> [DER TEXT]:
----------------------------------------
Oliver Matthes, Ekkehard Peters und Karsten Koeleman (v.l.). Foto: SchwendeOliver Matthes, Ekkehard Peters und Karsten Koeleman (v.l.). Foto: Schwende

Freiburgs unabhängige Straßenzeitung, der „Freie Bürger“, feiert eine Million verkaufte Exemplare. Auf diese Zahl sind die Herausgeber stolz, denn sie steht für eine Million Euro als Hilfe zur Selbsthilfe für Menschen, die am Existenzminimum leben.

Seit seiner ersten Ausgabe 1998 wird der „Freie Bürger“ überwiegend durch obdachlose Menschen verkauft. Nun möchte der gleichnamige Verein, der die Straßenzeitung herausgibt, noch mehr Menschen als Verkäufer der Straßenzeitung und Unterstützer gewinnen.

Denn eine Million verkaufte Exemplare der Straßenzeitung in 27 Jahren heißt auch, dass zahlreiche obdachlose oder aus unterschiedlichen Gründen am Existenzminimum lebende Menschen in Freiburg durch den Verkauf eine Million Euro verdienen konnten. Vom Verkaufspreis von derzeit 2,10 Euro erhalten die Verkäufer einen Euro. Geld, für das sie nicht betteln müssen, das das Bürgergeld oder die kleine Rente aufbessern kann.

Doch neben dem Verdienst spiele der Gewinn an Selbstwertgefühl durch den Kontakt und die Gespräche mit den Kunden eine große Rolle, sagt Karsten Koeleman, der ehrenamtlich den Verkauf koordiniert und selbst regelmäßig an seinem Verkaufsstandort in der Freiburger Innenstadt anzutreffen ist.

Interessante Gespräche

Oft ergeben sich beim Verkauf Gespräche über andere Themen. Regelmäßig wird Koeleman als ursprüngliches Nordlicht beispielsweise von Stammkunden auf die Spiele seines Fußballvereins, den FC St. Pauli, angesprochen. Käufer der Straßenzeitung interessierten sich für den Menschen, der ihnen die Zeitung verkaufe, sagt Koeleman. Manchmal hätten sich daraus sogar Jobs oder eine Wohnmöglichkeit für die Verkäufer ergeben.
----------------------------------------
> [VORLIEGENDE DATEN]:
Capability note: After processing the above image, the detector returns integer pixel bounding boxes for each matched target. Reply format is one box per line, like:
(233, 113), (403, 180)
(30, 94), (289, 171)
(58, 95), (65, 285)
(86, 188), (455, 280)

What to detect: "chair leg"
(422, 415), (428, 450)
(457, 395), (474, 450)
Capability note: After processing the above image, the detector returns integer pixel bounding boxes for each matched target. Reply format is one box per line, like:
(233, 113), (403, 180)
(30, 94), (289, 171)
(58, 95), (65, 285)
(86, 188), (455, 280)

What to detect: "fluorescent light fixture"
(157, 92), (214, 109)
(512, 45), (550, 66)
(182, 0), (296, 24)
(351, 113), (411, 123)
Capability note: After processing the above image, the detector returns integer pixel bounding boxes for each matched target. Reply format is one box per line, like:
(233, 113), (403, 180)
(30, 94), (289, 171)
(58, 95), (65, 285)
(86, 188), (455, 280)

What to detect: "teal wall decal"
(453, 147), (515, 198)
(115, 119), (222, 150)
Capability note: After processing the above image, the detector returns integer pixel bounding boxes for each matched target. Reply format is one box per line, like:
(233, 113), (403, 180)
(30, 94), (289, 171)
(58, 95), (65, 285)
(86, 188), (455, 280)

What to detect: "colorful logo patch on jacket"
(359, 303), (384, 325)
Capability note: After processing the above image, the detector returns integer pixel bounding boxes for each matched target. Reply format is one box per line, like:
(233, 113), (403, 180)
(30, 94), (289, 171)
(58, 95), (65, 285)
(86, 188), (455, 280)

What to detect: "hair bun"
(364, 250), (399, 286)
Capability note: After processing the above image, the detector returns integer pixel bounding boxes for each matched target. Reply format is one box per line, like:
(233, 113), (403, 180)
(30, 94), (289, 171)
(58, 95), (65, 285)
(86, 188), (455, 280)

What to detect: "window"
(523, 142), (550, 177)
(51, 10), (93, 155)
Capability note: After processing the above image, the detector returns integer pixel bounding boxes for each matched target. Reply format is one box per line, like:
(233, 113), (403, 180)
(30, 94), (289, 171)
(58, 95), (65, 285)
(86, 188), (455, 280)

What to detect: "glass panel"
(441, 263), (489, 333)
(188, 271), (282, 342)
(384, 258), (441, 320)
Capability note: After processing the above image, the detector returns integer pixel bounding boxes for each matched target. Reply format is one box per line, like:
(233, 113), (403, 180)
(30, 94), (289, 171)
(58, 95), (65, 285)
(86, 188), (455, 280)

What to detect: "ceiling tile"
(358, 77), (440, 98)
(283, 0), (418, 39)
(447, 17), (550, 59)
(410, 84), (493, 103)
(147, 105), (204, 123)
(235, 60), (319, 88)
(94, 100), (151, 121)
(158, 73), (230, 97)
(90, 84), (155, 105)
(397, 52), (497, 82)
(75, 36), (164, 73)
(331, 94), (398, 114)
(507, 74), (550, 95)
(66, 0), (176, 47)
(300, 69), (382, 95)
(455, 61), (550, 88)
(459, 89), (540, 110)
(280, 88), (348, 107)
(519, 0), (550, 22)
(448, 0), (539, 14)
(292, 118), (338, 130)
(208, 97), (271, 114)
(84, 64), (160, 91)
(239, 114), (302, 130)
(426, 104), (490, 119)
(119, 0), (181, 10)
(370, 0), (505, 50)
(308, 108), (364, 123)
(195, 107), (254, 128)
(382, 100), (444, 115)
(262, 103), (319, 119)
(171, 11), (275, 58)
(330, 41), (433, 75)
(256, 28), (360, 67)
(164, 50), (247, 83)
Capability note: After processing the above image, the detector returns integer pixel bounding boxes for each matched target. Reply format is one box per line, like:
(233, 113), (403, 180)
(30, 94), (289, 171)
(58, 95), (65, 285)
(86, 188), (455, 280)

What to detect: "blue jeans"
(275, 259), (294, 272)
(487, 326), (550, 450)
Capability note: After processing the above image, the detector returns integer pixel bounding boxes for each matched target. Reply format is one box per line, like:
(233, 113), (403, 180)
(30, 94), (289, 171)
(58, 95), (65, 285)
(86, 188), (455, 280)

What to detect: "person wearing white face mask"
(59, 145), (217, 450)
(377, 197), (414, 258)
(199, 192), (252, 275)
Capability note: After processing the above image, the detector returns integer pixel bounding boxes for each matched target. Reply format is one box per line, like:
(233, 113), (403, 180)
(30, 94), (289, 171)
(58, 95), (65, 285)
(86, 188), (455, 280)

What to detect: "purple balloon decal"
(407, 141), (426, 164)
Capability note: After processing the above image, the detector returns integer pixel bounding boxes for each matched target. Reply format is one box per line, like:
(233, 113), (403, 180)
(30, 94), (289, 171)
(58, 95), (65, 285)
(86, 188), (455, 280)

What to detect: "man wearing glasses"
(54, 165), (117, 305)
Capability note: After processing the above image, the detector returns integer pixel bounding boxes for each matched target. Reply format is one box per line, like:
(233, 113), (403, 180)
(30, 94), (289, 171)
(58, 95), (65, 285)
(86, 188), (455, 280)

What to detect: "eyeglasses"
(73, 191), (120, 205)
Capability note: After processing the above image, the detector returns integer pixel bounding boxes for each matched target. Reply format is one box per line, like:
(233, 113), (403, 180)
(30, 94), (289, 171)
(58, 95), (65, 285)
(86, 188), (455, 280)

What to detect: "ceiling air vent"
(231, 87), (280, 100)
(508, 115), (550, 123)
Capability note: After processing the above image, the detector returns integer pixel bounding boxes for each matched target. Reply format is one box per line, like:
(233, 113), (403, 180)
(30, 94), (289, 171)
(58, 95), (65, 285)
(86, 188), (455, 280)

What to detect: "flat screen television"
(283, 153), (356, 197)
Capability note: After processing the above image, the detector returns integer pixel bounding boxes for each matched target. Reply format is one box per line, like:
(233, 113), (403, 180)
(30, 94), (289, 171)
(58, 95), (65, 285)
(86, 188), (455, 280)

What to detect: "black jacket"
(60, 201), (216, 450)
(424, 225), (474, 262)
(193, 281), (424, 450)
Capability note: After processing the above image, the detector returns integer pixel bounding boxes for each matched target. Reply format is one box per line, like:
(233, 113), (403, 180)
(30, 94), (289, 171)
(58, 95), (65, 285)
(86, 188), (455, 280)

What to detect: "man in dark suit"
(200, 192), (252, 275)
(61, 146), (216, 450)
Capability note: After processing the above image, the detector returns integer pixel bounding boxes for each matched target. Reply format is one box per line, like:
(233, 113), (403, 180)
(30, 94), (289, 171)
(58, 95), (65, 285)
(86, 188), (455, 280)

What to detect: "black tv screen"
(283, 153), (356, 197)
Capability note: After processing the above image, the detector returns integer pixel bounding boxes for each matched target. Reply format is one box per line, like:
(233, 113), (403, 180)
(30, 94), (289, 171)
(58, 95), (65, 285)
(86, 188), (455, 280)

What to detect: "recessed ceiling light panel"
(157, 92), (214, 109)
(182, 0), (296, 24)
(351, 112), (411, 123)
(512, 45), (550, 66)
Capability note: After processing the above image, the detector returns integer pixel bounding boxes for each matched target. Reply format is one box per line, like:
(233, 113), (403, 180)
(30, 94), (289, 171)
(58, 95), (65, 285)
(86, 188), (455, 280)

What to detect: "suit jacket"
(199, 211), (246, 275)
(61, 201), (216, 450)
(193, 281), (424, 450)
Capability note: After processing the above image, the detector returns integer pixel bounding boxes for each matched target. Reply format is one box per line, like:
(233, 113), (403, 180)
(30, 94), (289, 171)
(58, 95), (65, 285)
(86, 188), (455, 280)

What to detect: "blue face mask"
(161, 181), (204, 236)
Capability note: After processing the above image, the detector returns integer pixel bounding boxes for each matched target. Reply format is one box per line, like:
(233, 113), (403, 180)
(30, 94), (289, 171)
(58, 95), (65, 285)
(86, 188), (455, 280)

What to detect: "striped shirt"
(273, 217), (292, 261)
----------------------------------------
> [DIE AUFGABE A]:
Welche Personen werden im Text über den „Freien Bürger“ mit vollem Namen genannt? Zähl alle auf.
> [DIE AUFGABE B]:
Schreib den Absatz im Text über den „Freien Bürger“, der mit „Denn eine Million verkaufte Exemplare“ anfängt, als kurze Stichpunktliste um. Die wichtigsten Fakten sollen erhalten bleiben.

> [DIE LÖSUNG A]:
Oliver Matthes, Ekkehard Peters, Karsten Koeleman

> [DIE LÖSUNG B]:
- Eine Million verkaufte Exemplare in 27 Jahren bedeuten, dass obdachlose oder am Existenzminimum lebende Menschen in Freiburg damit eine Million Euro verdienen konnten.
- Die Straßenzeitung kostet derzeit 2,10 Euro, davon bekommen die Verkäufer einen Euro.
- Für dieses Geld müssen sie nicht betteln, und es kann das Bürgergeld oder die kleine Rente aufbessern.